Exercise task
Give as output the line that contains "Mark a point on each instance of the wristwatch", followed by every remaining line of the entries, unchanged and with nothing added.

Provided data
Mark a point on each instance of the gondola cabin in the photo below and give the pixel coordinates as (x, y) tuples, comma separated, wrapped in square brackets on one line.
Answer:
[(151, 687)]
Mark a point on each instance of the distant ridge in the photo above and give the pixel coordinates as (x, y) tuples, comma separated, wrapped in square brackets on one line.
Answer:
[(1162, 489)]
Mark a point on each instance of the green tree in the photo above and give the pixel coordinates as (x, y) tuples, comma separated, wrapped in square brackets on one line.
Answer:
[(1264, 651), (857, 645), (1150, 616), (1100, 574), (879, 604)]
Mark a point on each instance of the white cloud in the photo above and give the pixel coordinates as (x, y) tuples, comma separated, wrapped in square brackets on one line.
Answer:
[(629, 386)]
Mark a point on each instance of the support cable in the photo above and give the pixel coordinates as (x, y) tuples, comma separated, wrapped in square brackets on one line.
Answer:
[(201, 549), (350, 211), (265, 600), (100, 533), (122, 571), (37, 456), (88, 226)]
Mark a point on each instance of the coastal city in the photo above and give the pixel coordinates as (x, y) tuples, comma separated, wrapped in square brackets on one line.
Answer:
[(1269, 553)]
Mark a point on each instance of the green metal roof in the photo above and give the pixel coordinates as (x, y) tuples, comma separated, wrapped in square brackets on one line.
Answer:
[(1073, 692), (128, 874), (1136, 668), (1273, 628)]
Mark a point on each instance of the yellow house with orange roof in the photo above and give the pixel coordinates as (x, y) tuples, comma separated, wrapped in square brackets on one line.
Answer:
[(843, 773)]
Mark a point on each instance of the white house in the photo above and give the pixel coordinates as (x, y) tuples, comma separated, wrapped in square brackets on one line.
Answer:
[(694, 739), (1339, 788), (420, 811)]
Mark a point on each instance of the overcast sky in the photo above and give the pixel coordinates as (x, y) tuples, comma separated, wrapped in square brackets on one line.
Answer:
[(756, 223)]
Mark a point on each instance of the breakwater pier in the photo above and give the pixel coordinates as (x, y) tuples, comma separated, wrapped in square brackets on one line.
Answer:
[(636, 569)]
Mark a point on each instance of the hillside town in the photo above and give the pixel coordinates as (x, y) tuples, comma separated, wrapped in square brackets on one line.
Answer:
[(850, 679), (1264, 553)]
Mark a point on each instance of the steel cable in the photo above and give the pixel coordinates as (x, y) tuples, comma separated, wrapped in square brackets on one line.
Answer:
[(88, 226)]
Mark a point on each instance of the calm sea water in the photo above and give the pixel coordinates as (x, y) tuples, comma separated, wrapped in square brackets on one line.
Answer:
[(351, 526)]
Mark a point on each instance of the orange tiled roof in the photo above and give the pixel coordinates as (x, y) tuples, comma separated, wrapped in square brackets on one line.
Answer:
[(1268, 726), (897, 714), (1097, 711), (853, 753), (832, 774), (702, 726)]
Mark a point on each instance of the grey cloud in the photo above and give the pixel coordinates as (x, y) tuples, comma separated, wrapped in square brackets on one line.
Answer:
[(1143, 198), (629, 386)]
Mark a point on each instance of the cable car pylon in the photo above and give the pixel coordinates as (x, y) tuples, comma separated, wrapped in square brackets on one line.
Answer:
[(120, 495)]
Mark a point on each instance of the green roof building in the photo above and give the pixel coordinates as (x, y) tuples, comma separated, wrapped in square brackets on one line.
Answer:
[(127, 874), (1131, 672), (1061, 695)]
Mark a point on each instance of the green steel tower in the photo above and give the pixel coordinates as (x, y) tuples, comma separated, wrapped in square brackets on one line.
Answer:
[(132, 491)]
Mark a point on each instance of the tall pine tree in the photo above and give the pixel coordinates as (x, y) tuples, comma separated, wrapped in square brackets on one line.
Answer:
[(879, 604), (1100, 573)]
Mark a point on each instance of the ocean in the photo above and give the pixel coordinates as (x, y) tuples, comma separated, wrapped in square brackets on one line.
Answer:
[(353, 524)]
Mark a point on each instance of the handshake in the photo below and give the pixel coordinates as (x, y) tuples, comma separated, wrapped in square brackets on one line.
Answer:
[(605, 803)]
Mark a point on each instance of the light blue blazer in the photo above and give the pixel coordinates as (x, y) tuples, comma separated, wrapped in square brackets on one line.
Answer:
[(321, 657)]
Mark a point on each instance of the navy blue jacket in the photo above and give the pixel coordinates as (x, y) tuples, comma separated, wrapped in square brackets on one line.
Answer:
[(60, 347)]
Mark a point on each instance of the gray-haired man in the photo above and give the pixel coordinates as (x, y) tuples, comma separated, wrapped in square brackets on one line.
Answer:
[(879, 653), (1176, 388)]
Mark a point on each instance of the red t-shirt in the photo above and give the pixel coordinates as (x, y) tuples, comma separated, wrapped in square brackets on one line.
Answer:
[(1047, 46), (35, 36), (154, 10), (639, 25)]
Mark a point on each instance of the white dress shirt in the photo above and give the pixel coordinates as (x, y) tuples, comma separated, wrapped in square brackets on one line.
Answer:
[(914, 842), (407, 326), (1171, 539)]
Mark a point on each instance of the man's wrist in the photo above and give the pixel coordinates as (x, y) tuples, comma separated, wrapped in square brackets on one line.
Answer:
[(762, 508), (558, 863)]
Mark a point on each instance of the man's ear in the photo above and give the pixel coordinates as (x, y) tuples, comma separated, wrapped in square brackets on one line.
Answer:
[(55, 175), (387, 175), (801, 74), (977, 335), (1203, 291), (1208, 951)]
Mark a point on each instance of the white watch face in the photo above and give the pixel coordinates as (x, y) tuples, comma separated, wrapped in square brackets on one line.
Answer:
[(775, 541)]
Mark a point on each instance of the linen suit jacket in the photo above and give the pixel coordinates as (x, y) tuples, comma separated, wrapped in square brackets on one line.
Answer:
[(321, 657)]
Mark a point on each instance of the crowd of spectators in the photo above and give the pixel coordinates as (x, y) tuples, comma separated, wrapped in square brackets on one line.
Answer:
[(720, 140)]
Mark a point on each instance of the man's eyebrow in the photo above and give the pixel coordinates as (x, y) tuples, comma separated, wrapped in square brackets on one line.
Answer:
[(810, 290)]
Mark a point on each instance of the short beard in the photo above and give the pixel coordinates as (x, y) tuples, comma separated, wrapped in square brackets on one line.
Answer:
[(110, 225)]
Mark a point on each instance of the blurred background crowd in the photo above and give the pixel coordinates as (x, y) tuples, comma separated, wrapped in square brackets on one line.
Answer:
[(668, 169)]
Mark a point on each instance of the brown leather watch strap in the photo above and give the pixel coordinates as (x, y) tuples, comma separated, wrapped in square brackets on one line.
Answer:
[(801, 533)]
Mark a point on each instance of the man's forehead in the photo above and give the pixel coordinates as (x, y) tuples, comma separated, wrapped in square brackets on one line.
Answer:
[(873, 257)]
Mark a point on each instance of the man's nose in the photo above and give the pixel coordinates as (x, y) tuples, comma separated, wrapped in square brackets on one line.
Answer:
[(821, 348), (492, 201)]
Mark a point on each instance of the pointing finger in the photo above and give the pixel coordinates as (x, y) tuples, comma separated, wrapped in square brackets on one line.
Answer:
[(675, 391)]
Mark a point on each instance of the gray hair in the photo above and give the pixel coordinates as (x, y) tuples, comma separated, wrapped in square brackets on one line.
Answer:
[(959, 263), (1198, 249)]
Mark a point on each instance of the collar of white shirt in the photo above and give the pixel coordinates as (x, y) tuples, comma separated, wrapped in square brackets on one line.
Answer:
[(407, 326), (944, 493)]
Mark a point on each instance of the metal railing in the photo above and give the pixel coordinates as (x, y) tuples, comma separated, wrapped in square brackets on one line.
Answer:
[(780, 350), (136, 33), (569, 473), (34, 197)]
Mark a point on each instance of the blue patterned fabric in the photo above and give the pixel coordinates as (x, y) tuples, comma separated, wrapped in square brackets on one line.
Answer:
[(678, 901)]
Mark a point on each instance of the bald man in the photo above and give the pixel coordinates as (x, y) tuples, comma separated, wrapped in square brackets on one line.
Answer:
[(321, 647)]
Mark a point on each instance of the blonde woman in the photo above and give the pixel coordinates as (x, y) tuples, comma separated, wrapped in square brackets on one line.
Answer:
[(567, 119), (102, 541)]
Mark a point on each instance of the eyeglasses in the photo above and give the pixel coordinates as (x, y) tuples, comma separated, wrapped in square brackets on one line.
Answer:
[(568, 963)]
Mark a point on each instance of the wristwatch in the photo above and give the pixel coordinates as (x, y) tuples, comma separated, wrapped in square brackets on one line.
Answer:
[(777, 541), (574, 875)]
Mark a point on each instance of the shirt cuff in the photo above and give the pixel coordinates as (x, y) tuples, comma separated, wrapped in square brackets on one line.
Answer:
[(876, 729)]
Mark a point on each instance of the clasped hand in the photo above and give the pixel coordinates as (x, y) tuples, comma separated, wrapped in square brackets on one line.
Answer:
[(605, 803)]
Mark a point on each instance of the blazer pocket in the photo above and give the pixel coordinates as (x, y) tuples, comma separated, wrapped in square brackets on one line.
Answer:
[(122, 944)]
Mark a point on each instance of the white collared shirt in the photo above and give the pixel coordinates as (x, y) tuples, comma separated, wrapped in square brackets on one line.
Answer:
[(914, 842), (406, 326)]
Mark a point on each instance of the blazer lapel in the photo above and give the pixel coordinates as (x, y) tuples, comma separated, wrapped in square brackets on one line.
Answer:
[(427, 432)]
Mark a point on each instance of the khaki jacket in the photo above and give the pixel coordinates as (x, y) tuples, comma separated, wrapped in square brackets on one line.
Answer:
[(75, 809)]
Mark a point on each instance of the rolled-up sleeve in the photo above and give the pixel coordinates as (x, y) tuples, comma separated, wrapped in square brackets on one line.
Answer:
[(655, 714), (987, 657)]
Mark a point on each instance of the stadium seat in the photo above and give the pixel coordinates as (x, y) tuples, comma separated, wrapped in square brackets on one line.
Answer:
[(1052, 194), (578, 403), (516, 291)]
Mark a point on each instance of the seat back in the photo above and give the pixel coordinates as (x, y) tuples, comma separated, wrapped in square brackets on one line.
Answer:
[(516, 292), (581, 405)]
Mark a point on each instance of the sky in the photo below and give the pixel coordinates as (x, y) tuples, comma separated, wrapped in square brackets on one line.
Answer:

Solution to the problem
Mark a point on each instance of the wristwatch in the photo above and give the pixel coordinates as (x, y) tuples, comma separated, wrapped in square brackets on one line.
Answer:
[(777, 541), (574, 875)]
Mark a point on each instance of the shirt cuff in the photo above and give the pixel coordinates as (x, y) tuples, comma separated, wrapped in square brackets on one line.
Answer:
[(876, 729)]
Mark a point on each instance of the clasped hand in the photo above and give the pixel coordinates as (x, y) tuples, comma separated, wrapped in square brackets on one line.
Answer:
[(605, 803)]
Mark a point on each instance of the blazer pocket in the photo above and give the pixel coordinates as (x, y) tuples, comma separated, wrapped in square brackets on one line.
Answer:
[(122, 944)]
Mark a point on each instance of the white collared shirt in the photo above and give the pixel coordinates as (x, y) tuples, comma separated, wrapped in square brackets on one line.
Answer:
[(914, 842), (406, 326)]
Mark a point on each instance of the blazer lapel in the photo above and give the pixel coordinates as (x, y) tuples, comma separated, wrapped in square brackets on one line.
Answer:
[(427, 432)]
Mark a point on each instance of the khaki jacket in the photo above and give the pixel coordinates as (x, y) tuples, comma separated, wrapped in square brackets on one line.
Answer:
[(75, 809)]
Mark a point on each instance of the rolled-up sleeve in the photo above and give the pixel coordinates as (x, y) tuples, comma separated, wrapped in square brackets on one line.
Answer:
[(655, 714), (987, 657)]
Mark a point on each instance of the stadium seat in the photo above and give the pixel coordinates as (x, y) tuples, comma separated, wrapped in square brackets on one line.
Answer:
[(1052, 194), (578, 403), (516, 291)]
Mark a point on each instance of the seat back in the photo above and give the pixel coordinates as (x, y) tuples, comma separated, wrapped in square brackets on one line.
Answer:
[(516, 292), (581, 405)]
Mark a point on each instance of the sky in the photo below and give the pixel coordinates as (x, y) tuples, comma separated, wrapped in square brackets on one line.
Answer:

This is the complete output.